### Work instruction
Please write each record out again word for word.

(Referring expression data)
**********

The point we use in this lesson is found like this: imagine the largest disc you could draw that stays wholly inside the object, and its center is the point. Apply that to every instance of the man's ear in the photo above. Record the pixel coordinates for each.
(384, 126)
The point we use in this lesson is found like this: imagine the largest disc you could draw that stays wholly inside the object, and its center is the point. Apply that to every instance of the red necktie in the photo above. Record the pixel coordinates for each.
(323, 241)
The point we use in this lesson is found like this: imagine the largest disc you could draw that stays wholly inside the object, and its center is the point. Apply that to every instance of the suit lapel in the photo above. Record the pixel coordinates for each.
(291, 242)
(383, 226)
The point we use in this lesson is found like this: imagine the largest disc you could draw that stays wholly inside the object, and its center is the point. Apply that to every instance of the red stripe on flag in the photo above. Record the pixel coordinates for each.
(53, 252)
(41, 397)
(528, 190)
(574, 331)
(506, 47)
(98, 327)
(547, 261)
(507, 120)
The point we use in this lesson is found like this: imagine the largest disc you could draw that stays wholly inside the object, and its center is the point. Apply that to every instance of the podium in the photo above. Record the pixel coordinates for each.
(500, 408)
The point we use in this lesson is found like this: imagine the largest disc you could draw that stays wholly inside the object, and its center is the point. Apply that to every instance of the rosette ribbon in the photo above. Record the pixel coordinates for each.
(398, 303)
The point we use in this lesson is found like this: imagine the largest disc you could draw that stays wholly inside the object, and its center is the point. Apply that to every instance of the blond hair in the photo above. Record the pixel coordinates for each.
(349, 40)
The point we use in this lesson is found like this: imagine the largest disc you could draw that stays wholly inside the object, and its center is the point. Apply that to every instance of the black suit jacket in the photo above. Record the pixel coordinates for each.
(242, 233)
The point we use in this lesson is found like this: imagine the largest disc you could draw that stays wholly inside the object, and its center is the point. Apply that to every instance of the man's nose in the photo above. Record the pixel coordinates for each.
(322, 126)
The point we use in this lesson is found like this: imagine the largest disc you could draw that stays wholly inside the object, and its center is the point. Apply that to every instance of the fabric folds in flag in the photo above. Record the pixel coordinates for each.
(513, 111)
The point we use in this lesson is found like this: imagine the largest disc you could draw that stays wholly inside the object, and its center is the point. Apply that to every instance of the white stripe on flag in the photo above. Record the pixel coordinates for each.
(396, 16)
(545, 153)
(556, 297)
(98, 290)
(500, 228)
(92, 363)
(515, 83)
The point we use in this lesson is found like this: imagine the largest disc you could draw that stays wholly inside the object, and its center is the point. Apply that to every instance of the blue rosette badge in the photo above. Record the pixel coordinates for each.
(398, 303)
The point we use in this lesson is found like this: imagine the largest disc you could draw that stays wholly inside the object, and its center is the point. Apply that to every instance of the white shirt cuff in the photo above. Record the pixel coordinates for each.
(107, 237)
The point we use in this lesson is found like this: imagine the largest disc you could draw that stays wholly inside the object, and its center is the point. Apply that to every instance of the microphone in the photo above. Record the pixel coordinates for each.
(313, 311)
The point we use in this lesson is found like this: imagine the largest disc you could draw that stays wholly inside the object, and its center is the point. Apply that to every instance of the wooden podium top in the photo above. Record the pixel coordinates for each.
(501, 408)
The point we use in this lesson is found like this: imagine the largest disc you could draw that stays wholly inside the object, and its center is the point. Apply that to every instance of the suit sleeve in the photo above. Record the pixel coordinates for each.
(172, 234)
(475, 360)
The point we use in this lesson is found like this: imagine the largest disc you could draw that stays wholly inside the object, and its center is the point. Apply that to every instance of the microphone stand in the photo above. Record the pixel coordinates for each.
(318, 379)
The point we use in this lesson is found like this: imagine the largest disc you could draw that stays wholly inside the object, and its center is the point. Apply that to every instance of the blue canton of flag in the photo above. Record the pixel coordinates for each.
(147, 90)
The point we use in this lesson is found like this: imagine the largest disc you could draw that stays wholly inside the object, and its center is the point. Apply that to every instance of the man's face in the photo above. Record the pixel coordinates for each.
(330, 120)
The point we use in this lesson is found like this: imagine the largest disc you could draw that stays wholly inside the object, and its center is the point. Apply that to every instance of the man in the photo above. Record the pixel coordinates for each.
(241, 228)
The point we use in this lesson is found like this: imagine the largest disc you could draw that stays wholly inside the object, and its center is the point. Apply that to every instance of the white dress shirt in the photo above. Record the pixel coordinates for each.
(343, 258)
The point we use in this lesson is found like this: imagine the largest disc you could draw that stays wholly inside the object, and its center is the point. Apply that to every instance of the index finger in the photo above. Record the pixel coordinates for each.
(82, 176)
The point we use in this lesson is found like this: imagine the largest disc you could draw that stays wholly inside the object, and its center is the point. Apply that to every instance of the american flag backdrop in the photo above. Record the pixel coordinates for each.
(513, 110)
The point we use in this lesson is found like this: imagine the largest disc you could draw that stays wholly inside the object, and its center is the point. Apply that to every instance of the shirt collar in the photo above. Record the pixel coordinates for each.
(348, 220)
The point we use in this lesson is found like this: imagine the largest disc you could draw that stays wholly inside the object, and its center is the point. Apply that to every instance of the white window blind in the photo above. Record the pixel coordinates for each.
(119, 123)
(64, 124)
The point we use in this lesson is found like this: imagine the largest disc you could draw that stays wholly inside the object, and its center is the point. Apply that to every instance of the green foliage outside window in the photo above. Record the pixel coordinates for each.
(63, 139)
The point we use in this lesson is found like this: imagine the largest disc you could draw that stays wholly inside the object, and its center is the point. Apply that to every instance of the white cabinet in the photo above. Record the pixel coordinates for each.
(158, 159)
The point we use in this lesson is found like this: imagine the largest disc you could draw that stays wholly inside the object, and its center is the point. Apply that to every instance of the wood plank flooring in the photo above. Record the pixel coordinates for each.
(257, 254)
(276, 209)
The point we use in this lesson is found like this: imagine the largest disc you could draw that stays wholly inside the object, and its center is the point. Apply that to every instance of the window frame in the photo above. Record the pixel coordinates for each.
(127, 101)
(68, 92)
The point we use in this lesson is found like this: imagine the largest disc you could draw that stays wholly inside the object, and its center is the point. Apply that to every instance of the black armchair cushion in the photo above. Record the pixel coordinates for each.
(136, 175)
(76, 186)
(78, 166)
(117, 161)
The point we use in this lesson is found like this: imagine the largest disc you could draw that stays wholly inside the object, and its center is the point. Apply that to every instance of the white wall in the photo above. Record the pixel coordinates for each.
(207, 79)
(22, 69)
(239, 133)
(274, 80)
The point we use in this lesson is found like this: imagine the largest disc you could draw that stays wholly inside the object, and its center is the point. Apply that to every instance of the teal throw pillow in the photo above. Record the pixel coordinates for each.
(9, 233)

**********

### Exercise answer
The point we use in this lesson is found like this: imagine the largest disc you could draw that stays wholly inside the object, and its center is the point. Apply that to every instance of the man's ear in the photo above. Record the pixel coordinates for each.
(384, 126)
The point we use in this lesson is found like this: imagine the largest disc you could draw that stays wholly inside the object, and its center is the point. Apply that to every instance of the red necktie in the photo above. Record the pixel coordinates for each.
(323, 241)
The point we use in this lesson is found like this: imagine the largest disc you could draw that stays wholly inside the object, and its center is the point. Apply that to every instance of the suit lapel in the photo above. Record the pixel coordinates for each.
(291, 242)
(383, 226)
The point we use in this lesson is found like this: imagine the largest disc you could draw that stays wholly inside the object, and its center is the point. Apply that to every instance of the red stripe on flag in the photo above. Record the pixel coordinates for each.
(53, 252)
(41, 397)
(528, 190)
(574, 331)
(506, 47)
(98, 327)
(547, 261)
(507, 120)
The point we use in this lesson is found like this: imagine the largest disc you could draw that stays wholly inside the object, and its center is the point. Apply that to every instance of the podium in the photo above. Record the pixel coordinates for each.
(500, 408)
The point we use in this lesson is found like this: imagine the largest disc you could draw that stays wholly inside the object, and its center is the point. Apply that to every instance of the rosette ribbon in the photo above. Record the pixel coordinates for each.
(398, 303)
The point we use in this lesson is found like this: imagine the largest disc you could draw that stays wholly inside the object, and its center is the point. Apply that to every instance of the blond hair in the photo above. Record the pixel coordinates for each.
(349, 40)
The point we use in this lesson is found like this: imagine the largest disc you could draw that stays wholly inside the object, and its center is the point. Apply that to every instance of the black suit jacket in the photo above. Record the pixel coordinates for each.
(242, 233)
The point we use in this lesson is found like this: imagine the largest disc you could draw that stays wholly inside the object, and its center is the point. Apply that to every instance of the man's nose in the photo above. Record the pixel coordinates for each.
(322, 126)
The point we use in this lesson is found like this: imagine the largest disc you could draw that stays wholly inside the object, and its center is the point. Apply that to every instance of the fabric folds in flag in the photo above. Record the pixel coordinates for each.
(513, 111)
The point we use in this lesson is found like this: imagine the largest disc you could draw that stays wholly inside the object, and its center is the point. Apply that to every instance of the white stripe on flag in the photo above. Record the pixel coordinates for each.
(396, 16)
(545, 153)
(556, 297)
(98, 290)
(500, 228)
(92, 363)
(515, 83)
The point we use in this lesson is found like this: imagine the largest disc you could draw that stays wholly inside the object, and its center is the point. Apply that to every instance of the blue rosette badge in the photo above. Record the pixel coordinates for each.
(398, 303)
The point we use in this lesson is found like this: imagine the largest disc you could draw that stays wholly inside the object, and its center is the point. Apply that to every instance of the white shirt cuff in the photo above. Record the pixel coordinates for each.
(107, 237)
The point we use in this lesson is found like this: imagine the largest disc you could draw that stays wholly inside the object, and its center is the point. Apply that to every instance of the microphone in the photo above. Record the pixel coordinates for each.
(313, 311)
The point we use in this lesson is found like this: imagine the largest disc you could draw that stays wholly inside the object, and its center is the point. Apply that to every instance of the wooden podium top in the photo above. Record the pixel coordinates for each.
(501, 408)
The point we use in this lesson is found like this: imagine the largest disc you could draw that stays wholly inside the object, and its center is the point. Apply that to every instance of the suit sleeve in the photo above. Record the pixel coordinates for each.
(172, 234)
(475, 360)
The point we use in this lesson is found like this: imagine the largest disc you could draw that stays wholly inside the object, and its center is the point. Apply that to every instance of the microphone stand in the photo above. Record the pixel coordinates for each.
(318, 379)
The point we use in this lesson is found like this: imagine the largest disc you could draw that stays wholly inside the object, and its center is the point. Apply that to every instance of the blue canton of flag in the photo above. Record the pixel coordinates for each.
(147, 90)
The point we use in this lesson is found like this: imagine the largest disc you could draw that stays wholly inside the object, and its center is the point. Apply that to every instance of the man's face in the photo above. Record the pixel coordinates for each.
(330, 120)
The point we use in this lesson is found like this: imagine the largest disc you could draw that stays wholly inside the object, and its center is the point. Apply that to every instance of the man in the photo above. Record the pixel coordinates for each.
(241, 228)
The point we use in this lesson is found like this: imagine the largest disc you could draw that stays wholly inside the object, and its center is the point. Apply that to every instance of the white dress shirt in the photo above. Record the pixel coordinates for each.
(343, 258)
The point we use in this lesson is found like this: imagine the largest disc you could draw that stays wholly inside the object, and its center is the point. Apply that to every instance of the index finger in the photo above. Record the pixel coordinates for each.
(82, 176)
The point we use in this lesson is found like this: imagine the largest disc you could draw that stays wholly inside the object, and its center is the point. Apply that to every instance of the american flag backdrop in the photo above. Record the pixel coordinates for each.
(513, 110)
The point we use in this lesson is found like this: imagine the largest disc you could draw that stays wholly inside the object, and its center is the point. Apply that to every instance of the shirt collar in the photo above. Record the pixel coordinates for each.
(348, 220)
The point we use in this lesson is found like this: imagine the largest disc you could draw that stays wholly inside the object, and its center is the point. Apply that to every instance of the white window blind in the photo above. Record the pixel coordinates for each.
(119, 123)
(64, 124)
The point we use in this lesson is found like this: imagine the largest disc you could draw that stays wholly inside the object, and its center is the point. Apply that to every instance of the green foliage outside window in the photo above. Record the pixel coordinates for each.
(63, 139)
The point we use in this lesson is found like this: imagine the largest disc you could draw that stays wholly inside the object, and its center is the point. Apply that to every instance of the white cabinet in the photo above. Record the pixel coordinates for each.
(158, 159)
The point we use in this lesson is found like this: imagine the largest disc you could draw that stays wholly inside the object, and its center is the point. Apply that to every instance of the wood plank flooring in the photo above. Record the pixel coordinates for each.
(257, 254)
(276, 209)
The point we use in this lesson is found like this: imagine the largest disc you could draw that stays wholly inside the object, and its center is the point. Apply that to every instance of the window frame in the photo above. Record the pixel coordinates for each.
(127, 101)
(68, 92)
The point we use in this lesson is found like this: imagine the largest disc you could draw that stays wholly inside the object, and its center is the point. Apply that to every instance of the black armchair cushion in the photo above. Record the pixel coordinates for each.
(136, 175)
(76, 186)
(78, 166)
(117, 161)
The point we use in this lesson is found like this: imagine the largest disc you could draw that stays wholly inside the object, and its center is the point. Apply that to every instance of the white wall in the photo above. Record the pixel coordinates for each.
(207, 79)
(22, 69)
(239, 133)
(274, 80)
The point we use in this lesson is found like this: imagine the largest disc you could draw that stays wholly inside the object, and its center is the point. Apply that to every instance of the teal throw pillow in the photo above. Record the pixel coordinates for each.
(9, 233)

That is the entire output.